Copy the entries from their first line through the line containing "POLYGON ((415 874, 441", both included, swapping "instance" for "specimen" and leaving everything else unchanged.

■ **Records for this task**:

--

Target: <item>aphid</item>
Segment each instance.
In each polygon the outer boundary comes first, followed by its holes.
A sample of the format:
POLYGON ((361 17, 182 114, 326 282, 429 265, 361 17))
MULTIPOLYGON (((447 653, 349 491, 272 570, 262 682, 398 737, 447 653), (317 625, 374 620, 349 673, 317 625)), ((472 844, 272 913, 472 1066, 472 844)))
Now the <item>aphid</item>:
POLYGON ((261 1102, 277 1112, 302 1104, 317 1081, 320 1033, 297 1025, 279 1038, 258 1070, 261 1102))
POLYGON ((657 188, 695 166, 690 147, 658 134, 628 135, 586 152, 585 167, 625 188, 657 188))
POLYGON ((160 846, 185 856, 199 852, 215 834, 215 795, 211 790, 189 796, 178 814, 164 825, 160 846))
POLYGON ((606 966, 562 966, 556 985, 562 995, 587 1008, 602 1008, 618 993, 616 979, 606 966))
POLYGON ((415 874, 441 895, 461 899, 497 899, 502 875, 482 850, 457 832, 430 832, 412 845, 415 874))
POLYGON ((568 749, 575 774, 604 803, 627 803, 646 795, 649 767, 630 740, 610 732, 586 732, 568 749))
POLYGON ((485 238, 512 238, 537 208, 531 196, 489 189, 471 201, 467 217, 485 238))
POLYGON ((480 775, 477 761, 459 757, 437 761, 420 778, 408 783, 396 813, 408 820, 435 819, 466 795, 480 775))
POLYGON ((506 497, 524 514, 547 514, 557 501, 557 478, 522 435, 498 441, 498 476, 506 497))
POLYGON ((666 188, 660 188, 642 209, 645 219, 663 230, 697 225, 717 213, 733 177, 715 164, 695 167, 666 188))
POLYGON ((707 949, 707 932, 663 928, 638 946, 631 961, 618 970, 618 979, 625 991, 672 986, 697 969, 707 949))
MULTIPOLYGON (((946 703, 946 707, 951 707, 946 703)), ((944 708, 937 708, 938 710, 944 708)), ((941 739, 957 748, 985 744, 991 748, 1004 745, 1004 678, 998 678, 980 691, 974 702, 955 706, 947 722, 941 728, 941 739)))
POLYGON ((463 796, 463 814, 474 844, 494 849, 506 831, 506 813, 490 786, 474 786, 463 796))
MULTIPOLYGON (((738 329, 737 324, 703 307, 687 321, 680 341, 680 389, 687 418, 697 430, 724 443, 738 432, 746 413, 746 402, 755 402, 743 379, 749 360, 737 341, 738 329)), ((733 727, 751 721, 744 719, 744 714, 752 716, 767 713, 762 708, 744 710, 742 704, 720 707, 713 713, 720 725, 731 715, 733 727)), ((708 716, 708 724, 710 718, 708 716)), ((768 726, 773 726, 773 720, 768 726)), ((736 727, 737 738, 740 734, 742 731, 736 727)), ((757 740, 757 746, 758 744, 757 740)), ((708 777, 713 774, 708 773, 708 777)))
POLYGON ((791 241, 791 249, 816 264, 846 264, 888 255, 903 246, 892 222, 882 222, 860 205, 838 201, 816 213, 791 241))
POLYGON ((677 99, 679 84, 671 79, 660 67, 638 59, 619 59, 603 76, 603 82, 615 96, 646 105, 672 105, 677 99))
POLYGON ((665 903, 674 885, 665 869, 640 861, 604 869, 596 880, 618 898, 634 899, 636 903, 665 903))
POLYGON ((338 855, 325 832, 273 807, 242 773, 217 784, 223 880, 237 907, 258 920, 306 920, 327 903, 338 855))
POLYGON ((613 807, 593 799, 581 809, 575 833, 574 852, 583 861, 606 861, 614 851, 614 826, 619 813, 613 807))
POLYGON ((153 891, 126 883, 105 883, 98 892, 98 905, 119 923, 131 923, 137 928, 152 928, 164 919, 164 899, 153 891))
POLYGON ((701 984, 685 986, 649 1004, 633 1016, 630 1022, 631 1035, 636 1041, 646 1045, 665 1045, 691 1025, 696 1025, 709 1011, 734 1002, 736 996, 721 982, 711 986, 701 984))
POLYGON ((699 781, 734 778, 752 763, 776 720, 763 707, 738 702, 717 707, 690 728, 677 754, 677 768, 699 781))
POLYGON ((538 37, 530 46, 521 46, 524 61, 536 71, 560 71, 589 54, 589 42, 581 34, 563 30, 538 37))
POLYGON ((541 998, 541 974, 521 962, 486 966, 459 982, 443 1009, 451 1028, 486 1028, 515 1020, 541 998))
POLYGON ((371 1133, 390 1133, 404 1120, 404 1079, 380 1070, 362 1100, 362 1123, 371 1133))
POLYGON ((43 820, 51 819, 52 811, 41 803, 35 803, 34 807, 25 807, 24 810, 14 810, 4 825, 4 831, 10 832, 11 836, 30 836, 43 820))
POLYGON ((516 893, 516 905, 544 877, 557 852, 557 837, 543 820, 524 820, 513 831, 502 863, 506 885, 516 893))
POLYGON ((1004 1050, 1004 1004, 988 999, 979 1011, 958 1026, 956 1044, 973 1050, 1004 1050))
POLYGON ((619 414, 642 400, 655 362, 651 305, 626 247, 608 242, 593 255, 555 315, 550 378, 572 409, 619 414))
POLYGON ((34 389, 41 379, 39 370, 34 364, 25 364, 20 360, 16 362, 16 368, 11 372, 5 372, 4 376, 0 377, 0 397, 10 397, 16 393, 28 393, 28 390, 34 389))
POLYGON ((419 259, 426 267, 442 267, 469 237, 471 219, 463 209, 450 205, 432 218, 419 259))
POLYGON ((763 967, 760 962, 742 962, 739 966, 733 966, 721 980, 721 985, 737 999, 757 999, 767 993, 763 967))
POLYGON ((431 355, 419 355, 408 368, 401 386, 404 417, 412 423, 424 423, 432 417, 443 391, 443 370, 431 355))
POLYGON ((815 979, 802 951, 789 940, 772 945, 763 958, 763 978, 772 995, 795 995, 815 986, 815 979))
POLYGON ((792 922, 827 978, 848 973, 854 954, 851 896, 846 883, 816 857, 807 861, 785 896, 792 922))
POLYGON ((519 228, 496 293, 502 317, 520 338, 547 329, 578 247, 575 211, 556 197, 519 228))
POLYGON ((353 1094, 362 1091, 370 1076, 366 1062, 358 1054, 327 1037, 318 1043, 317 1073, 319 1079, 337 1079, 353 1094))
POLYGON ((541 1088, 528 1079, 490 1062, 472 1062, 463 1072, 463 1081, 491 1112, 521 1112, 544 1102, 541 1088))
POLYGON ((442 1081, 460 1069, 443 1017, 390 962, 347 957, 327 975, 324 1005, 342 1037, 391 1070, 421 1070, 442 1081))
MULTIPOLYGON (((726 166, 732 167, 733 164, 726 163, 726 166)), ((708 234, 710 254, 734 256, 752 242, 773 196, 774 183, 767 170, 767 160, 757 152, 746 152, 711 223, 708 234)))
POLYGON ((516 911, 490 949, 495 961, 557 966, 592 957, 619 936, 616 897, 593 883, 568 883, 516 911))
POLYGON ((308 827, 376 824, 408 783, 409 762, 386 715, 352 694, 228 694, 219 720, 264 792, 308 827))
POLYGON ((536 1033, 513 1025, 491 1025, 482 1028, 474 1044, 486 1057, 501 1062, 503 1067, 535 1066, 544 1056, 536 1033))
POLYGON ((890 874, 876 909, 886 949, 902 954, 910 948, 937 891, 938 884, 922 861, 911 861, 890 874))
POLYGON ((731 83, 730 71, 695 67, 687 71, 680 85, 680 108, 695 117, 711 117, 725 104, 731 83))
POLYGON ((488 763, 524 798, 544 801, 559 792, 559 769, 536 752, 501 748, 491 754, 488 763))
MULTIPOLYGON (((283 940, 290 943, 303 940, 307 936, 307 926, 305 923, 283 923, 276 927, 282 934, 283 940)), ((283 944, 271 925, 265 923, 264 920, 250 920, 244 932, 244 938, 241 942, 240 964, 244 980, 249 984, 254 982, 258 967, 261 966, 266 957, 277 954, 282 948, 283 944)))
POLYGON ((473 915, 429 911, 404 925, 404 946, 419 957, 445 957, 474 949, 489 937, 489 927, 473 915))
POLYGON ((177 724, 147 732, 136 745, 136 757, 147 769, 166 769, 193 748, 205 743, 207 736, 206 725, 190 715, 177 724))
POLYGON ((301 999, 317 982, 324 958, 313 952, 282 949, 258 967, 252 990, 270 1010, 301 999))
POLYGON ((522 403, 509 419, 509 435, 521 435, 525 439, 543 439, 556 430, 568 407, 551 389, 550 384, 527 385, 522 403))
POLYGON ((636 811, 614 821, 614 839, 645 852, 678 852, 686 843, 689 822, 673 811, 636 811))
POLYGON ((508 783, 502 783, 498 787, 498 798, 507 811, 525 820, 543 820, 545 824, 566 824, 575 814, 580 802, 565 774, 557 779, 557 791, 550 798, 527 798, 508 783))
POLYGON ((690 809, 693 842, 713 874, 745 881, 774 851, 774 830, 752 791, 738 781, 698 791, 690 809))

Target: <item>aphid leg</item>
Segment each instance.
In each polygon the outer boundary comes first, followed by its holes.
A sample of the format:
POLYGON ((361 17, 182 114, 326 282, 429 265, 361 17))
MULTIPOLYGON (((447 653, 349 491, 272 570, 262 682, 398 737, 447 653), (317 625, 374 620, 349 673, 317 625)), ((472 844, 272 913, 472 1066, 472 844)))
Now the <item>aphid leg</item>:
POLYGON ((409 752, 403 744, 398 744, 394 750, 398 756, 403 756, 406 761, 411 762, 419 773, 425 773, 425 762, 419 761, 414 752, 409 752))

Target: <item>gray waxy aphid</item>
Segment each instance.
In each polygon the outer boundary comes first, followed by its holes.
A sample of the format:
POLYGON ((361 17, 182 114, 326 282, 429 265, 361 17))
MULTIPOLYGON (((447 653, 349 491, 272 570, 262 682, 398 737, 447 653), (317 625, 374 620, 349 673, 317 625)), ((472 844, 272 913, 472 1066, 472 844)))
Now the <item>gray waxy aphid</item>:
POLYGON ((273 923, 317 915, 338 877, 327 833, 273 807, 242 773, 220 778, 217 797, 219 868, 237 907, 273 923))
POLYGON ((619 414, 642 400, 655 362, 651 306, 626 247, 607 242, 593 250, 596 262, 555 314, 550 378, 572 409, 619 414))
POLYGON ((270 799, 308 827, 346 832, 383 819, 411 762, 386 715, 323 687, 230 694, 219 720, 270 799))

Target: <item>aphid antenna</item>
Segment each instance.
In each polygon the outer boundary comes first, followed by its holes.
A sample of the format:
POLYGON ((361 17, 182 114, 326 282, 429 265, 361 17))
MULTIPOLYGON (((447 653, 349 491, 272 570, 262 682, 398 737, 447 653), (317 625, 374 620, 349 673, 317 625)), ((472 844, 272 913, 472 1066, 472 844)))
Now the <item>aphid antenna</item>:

--

■ **Completed exercise**:
Target: <item>aphid</item>
Segment each specimen.
In each polygon the outer boundary comes first, followed by its holes.
A sample of the format:
POLYGON ((361 17, 182 114, 326 282, 429 265, 361 17))
MULTIPOLYGON (((447 653, 349 491, 272 570, 262 682, 398 737, 447 653), (317 625, 374 620, 349 673, 317 625)), ((472 844, 272 913, 472 1066, 472 844)))
Now the <item>aphid</item>:
POLYGON ((261 1102, 277 1112, 302 1104, 317 1081, 320 1033, 297 1025, 279 1038, 258 1070, 261 1102))
POLYGON ((657 188, 695 166, 690 147, 658 134, 628 135, 586 152, 585 167, 625 188, 657 188))
POLYGON ((160 846, 185 856, 199 852, 215 834, 215 795, 211 790, 189 796, 178 814, 164 825, 160 846))
POLYGON ((606 966, 562 966, 556 985, 562 995, 587 1008, 602 1008, 618 993, 616 979, 606 966))
POLYGON ((415 874, 441 895, 461 899, 497 899, 502 875, 482 850, 457 832, 430 832, 412 845, 415 874))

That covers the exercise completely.